§ **Problem statement**: Reproduce the listing lines between the line containing "Label every instance of tree bark" and the line containing "276, 0, 295, 185", inclusive, with "frame" changed to "image" and all else left unchanged.

§ **Material provided**:
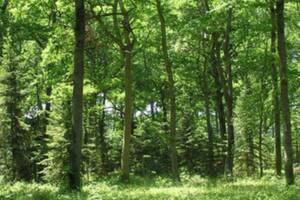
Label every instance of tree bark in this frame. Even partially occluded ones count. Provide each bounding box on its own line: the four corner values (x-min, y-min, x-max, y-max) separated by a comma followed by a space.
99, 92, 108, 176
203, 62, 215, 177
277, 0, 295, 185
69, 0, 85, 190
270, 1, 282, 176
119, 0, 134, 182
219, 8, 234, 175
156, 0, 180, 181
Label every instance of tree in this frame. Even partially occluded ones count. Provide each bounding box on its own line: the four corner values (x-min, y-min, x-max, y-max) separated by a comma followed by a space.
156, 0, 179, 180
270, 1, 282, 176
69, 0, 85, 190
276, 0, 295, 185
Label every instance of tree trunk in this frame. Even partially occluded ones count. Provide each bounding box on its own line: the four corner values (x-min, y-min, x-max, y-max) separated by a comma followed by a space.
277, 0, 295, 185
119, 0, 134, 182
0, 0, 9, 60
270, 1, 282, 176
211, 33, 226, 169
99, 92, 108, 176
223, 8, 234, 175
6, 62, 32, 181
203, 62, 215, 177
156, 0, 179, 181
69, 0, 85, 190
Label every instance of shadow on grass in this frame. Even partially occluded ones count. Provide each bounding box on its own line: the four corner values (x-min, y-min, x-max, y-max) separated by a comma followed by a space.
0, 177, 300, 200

...

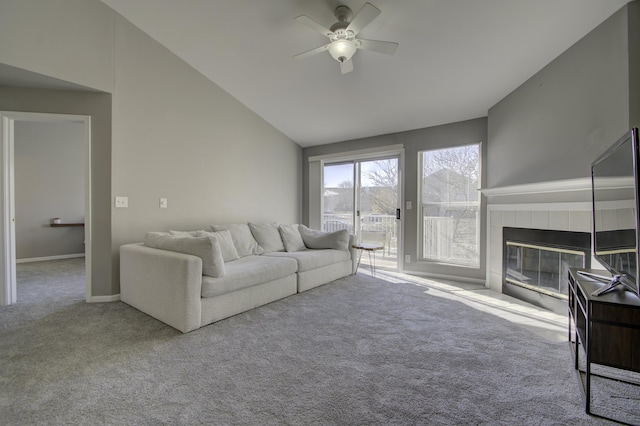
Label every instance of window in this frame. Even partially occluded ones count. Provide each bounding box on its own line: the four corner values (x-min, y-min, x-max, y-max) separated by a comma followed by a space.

==

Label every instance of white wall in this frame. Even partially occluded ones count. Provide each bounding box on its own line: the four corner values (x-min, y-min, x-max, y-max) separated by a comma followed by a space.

§ **Answer to the exercise**:
Label every instance of tree bark in this image. Even partially occluded ones count. Provide each bounding box on its own line: the four corner values (x-min, y-min, x-max, y-max) separated by a comma followed by a space.
99, 92, 108, 176
203, 62, 215, 177
277, 0, 295, 185
69, 0, 85, 190
270, 1, 282, 176
119, 0, 134, 182
219, 8, 234, 175
156, 0, 180, 181
Label every instance of tree in this image. Even partially occluded ones count. Provide each bounding box on its own line: the four corner values (x-min, y-min, x-max, y-max) separated by a comma followed by a space.
156, 0, 179, 180
270, 1, 282, 176
69, 0, 85, 190
276, 0, 295, 185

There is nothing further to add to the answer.